• 正文部分
CANN 调试工具与性能剖析：从日志分析到 NPU 行为追踪的完整调试体系

一、调试工具全景

在开始深入每个工具之前，先建立全局认知。CANN 的调试体系分为四个层次：日志层 （记录事件）、追踪层 （跟踪算子行为）、剖析层 （量化性能瓶颈）、检查层（验证数值正确性）。理解这四个层次的关系，才能在遇到问题时快速选择正确的工具。

1.1 工具选型

问题类型	首选工具	辅助工具	适用阶段
算子计算结果错误	算子行为追踪器	日志 + dump 数据	开发/测试
推理延迟高	Profiling	系统级性能工具	优化/上线
训练 loss 异常	梯度检查 + 日志	数值精度分析	训练/微调
显存溢出	内存检查器	Profiling 内存视图	开发/调试
编译失败	ATC 编译日志	模型检查工具	编译阶段
运行时崩溃	Runtime 日志	Core dump 分析	运行时

1.2 日志系统深度配置

CANN 的日志系统不仅仅是开关两个级别那么简单。它支持模块级日志控制 、动态日志级别切换 、远程日志收集等高级功能。

• 所给材料
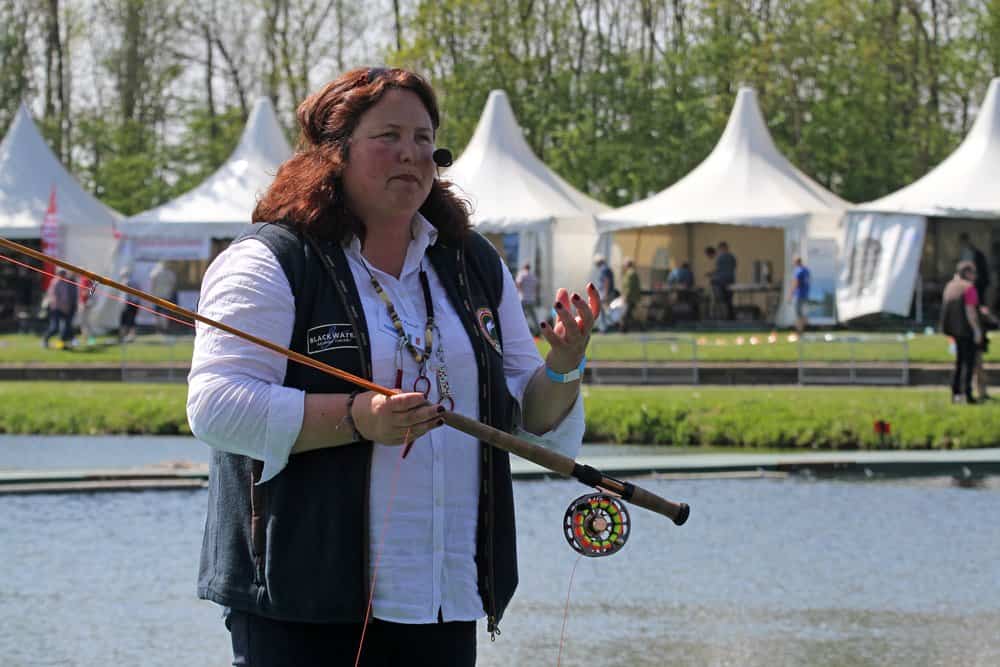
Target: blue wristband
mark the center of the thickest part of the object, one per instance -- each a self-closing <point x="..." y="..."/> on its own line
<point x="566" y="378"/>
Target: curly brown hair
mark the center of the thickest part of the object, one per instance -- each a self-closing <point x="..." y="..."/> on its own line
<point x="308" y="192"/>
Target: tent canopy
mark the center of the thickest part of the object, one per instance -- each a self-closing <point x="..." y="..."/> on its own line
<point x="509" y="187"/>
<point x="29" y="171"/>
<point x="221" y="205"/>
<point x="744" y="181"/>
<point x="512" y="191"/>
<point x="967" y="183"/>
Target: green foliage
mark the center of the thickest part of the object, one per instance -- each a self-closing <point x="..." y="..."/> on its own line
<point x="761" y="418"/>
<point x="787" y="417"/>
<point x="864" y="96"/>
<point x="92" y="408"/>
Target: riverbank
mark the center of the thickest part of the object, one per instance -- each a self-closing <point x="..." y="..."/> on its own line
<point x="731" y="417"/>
...
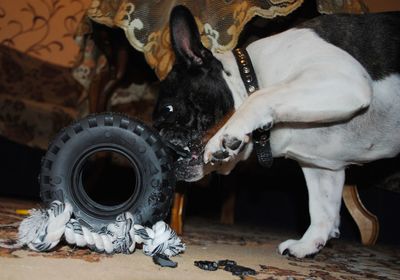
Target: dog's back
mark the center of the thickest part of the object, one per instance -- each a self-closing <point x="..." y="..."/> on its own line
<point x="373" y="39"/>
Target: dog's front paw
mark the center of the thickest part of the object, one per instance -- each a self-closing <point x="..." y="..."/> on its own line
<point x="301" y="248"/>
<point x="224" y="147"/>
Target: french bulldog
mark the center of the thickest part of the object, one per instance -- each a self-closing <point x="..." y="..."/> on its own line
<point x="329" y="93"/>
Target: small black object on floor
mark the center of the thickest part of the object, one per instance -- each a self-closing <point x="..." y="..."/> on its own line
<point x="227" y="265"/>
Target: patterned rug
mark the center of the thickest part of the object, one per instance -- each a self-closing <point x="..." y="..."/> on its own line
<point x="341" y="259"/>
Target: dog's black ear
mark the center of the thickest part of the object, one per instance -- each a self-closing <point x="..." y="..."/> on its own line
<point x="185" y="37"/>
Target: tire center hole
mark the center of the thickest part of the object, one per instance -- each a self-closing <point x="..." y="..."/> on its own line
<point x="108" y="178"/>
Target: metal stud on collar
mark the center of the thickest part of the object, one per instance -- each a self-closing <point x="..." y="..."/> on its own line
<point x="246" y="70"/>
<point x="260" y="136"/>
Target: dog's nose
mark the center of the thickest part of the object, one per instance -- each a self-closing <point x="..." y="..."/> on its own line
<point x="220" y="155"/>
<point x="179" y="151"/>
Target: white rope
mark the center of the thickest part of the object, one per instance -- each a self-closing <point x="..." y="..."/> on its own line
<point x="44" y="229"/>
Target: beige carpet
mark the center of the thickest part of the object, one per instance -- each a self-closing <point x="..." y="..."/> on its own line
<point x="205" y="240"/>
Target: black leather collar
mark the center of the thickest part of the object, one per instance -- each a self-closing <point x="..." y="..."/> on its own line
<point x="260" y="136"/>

• 任务目标
接着 CANN 调试工具这篇文章的最后一句往下续写，从 1.2 节“远程日志收集等高级功能。”之后写起。

• 参考答案
基础配置

bash 复制代码

# 设置日志级别（0=DEBUG, 1=INFO, 2=WARNING, 3=ERROR）
export ASCEND_LOG_LEVEL=3        # 当前会话级别
export ASCEND_GLOBAL_LOG_LEVEL=3 # 全局级别（所有模块）

# 输出到文件（默认输出到 stdout）
export ASCEND_LOG_PATH=/tmp/cann_debug.log

# 日志文件大小限制（防止磁盘写满）
export ASCEND_LOG_FILE_SIZE_MB=500

# 日志文件数量限制（轮转策略）
export ASCEND_LOG_FILE_COUNT=10

模块级日志控制

CANN 内部有多个模块（Runtime、Task Scheduler、Memory Manager、Communication 等），可以为每个模块单独设置日志级别：

bash 复制代码

# 只开启 Task Scheduler 的 DEBUG 日志，其他模块保持 ERROR
export ASCEND_LOG_LEVEL=3
export ASCEND_LOG_LEVEL_TASK_SCHEDULER=0

# 只开启 Memory Manager 的 WARNING 日志
export ASCEND_LOG_LEVEL_MEMORY_MANAGER=2

# 开启 Communication 模块的 DEBUG 日志（排查 HCCL 通信问题）
export ASCEND_LOG_LEVEL_COMMUNICATION=0

动态日志级别切换

在生产环境中，不可能一直开 DEBUG 日志（性能开销太大）。CANN 支持在运行时动态调整日志级别：

c 复制代码

// 动态调整日志级别
#include "ascendc_runtime/log.h"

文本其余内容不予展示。